# [EXTRACTED INFORMATION]
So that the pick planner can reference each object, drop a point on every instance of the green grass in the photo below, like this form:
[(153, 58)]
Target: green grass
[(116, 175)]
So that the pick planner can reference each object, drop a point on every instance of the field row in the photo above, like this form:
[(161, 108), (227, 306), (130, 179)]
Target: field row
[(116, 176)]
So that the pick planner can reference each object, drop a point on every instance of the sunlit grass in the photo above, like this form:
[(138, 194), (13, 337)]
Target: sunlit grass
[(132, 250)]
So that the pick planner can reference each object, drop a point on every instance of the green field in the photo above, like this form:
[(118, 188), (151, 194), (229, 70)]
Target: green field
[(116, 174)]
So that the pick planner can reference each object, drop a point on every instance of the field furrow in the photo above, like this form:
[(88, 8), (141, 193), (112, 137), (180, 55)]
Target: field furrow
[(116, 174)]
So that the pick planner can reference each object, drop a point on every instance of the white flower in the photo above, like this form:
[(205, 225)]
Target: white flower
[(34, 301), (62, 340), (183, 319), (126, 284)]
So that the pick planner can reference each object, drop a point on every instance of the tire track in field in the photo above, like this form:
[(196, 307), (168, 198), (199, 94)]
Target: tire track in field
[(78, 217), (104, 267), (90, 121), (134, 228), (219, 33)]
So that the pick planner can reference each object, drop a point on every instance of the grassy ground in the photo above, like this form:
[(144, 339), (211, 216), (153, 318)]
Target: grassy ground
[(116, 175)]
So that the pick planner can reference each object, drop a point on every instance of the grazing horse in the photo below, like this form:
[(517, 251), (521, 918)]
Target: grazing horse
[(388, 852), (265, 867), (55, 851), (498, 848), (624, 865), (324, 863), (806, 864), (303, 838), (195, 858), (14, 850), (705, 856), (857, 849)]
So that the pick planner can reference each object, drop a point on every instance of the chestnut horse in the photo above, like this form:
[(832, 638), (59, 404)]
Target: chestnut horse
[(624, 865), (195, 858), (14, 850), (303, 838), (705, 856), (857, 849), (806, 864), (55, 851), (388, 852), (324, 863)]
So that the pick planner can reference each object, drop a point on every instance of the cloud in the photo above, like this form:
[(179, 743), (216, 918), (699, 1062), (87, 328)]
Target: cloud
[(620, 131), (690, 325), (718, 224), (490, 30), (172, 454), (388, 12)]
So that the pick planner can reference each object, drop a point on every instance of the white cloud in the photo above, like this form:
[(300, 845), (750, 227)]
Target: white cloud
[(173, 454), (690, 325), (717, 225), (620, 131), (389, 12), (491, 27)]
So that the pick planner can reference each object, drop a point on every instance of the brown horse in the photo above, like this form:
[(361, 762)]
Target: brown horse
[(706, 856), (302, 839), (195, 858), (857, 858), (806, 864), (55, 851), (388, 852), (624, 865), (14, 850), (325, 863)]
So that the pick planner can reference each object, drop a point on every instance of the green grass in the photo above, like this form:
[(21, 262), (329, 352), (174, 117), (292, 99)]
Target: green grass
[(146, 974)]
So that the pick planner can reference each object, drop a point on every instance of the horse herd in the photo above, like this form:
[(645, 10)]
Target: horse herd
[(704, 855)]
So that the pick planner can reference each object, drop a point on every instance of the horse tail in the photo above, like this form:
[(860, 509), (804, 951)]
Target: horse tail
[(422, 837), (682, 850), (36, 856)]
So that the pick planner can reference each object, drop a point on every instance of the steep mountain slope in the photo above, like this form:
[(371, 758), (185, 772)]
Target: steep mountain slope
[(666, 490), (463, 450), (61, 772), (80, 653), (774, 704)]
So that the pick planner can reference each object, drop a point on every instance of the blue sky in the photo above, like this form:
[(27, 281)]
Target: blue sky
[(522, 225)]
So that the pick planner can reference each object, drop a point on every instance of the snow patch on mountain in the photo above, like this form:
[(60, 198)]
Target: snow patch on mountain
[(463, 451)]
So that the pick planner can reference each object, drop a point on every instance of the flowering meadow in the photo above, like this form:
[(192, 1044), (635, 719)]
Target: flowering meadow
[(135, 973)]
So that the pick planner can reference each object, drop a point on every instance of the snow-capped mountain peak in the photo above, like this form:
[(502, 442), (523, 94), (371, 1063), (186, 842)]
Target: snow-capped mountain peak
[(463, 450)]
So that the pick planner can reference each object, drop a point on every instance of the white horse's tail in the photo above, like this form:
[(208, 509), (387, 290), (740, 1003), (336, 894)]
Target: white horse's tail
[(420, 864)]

# [OBJECTIVE]
Format all of the rows above as a JSON list of strings, with one string for each line and no blank lines.

# [SOLUTION FOR THIS EXERCISE]
[
  "So that the pick planner can reference each object, drop a point on every instance of the green grass in the photo below, like this form:",
  "[(153, 58)]",
  "Target: green grass",
  "[(116, 175)]",
  "So that the pick planner can reference each object, drop a point on every instance of the field row in the photo above, like this form:",
  "[(161, 108), (227, 306), (130, 179)]",
  "Target: field row",
  "[(116, 176)]",
  "So that the pick planner can reference each object, drop a point on every instance of the sunlit grass in the photo above, like this form:",
  "[(138, 194), (13, 337)]",
  "Target: sunlit grass",
  "[(132, 250)]",
  "So that the pick planner can reference each object, drop a point on every instance of the green field in the photo above, like this form:",
  "[(118, 188), (151, 194), (229, 70)]",
  "Target: green field",
  "[(116, 174)]",
  "So that the pick planner can reference each object, drop a point on every instance of the field furrow in the photo above, like this form:",
  "[(88, 8), (141, 193), (112, 137), (180, 55)]",
  "Target: field furrow",
  "[(116, 174)]",
  "So that the pick planner can reference each object, drop a point on every instance of the white flower in the photo above, like this form:",
  "[(205, 225)]",
  "Target: white flower",
  "[(34, 301), (62, 340), (183, 319), (126, 284)]",
  "So that the pick planner can reference each object, drop a point on every instance of the tire track in field in the photo above, like this form:",
  "[(196, 307), (168, 198), (199, 94)]",
  "Target: tire track in field",
  "[(78, 217), (104, 267), (90, 121), (134, 228), (219, 33)]",
  "So that the pick planner can reference each object, drop a point on every instance of the grassy ground in the photo above, like this form:",
  "[(144, 339), (211, 216), (153, 318)]",
  "Target: grassy ground",
  "[(116, 175)]",
  "So that the pick planner can reference each object, drop a point on every instance of the grazing horse in the photo below, like this form:",
  "[(517, 251), (521, 918)]",
  "Target: grazing horse",
  "[(388, 852), (265, 867), (55, 851), (498, 848), (624, 865), (324, 863), (806, 864), (303, 838), (195, 858), (14, 850), (705, 856), (857, 849)]",
  "So that the pick planner can reference each object, drop a point on every instance of the chestnut horse in the photo above, like this form:",
  "[(832, 638), (59, 404)]",
  "Target: chestnut horse",
  "[(624, 865), (195, 858), (14, 850), (303, 838), (705, 856), (857, 849), (806, 864), (55, 851), (388, 852), (324, 863)]",
  "So that the pick planner can reference each object, drop a point on every instance of the cloud in the photo above, like this form:",
  "[(179, 743), (216, 918), (699, 1062), (87, 328)]",
  "Target: cloud",
  "[(620, 131), (690, 325), (718, 224), (490, 30), (172, 454), (388, 12)]",
  "So that the pick planner can reference each object, drop a point on every instance of the white cloud in the photo above, like this form:",
  "[(300, 845), (750, 227)]",
  "Target: white cloud",
  "[(173, 454), (690, 325), (717, 225), (620, 131), (389, 12), (491, 27)]",
  "So that the pick planner can reference each object, drop a point on every instance of the brown horse in the photo above, like this form:",
  "[(361, 762)]",
  "Target: brown horse",
  "[(706, 856), (302, 839), (195, 858), (857, 858), (806, 864), (55, 851), (388, 852), (624, 865), (14, 850), (325, 863)]",
  "So that the pick planner can reference each object, drop a point on every instance of the green grass in the photo above, like this form:",
  "[(21, 262), (329, 352), (174, 117), (292, 99)]",
  "Target: green grass",
  "[(146, 974)]",
  "So that the pick planner can reference each object, drop a point on every instance of the horse herd in the photo above, like this form:",
  "[(645, 10)]",
  "Target: horse herd",
  "[(704, 855)]",
  "So that the pick planner can reference each object, drop a point on every instance of the horse tail in the photo above, like this form:",
  "[(860, 509), (804, 951)]",
  "Target: horse tail",
  "[(422, 837), (682, 850), (36, 856)]",
  "So that the pick planner can reference each object, drop a point on every instance of the steep mountain slope in the photo above, like this form:",
  "[(371, 758), (185, 772)]",
  "Target: steep mountain slope",
  "[(666, 490), (463, 450), (61, 772), (80, 653), (774, 704)]",
  "So that the pick planner can reference each object, drop a point on every instance of the blue sky in the photo above, like this form:",
  "[(27, 281)]",
  "Target: blue sky",
  "[(522, 225)]",
  "So that the pick planner can reference each object, drop a point on every instance of the snow patch on mountain in the photo above, like this form:",
  "[(60, 198)]",
  "Target: snow patch on mountain",
  "[(463, 451)]",
  "So that the pick planner can reference each object, drop a point on every instance of the flowering meadow in the photo above, like this form:",
  "[(192, 1044), (635, 719)]",
  "Target: flowering meadow",
  "[(135, 973)]",
  "So that the pick planner can reference each object, drop a point on every instance of the snow-capped mountain peak in the photo above, like this form:",
  "[(502, 442), (523, 94), (371, 1063), (186, 842)]",
  "Target: snow-capped mountain peak",
  "[(463, 450)]",
  "So that the pick planner can reference each object, drop a point on every instance of the white horse's tail in the photo above, like this form:",
  "[(208, 509), (387, 290), (740, 1003), (336, 894)]",
  "Target: white horse's tail",
  "[(420, 864)]"
]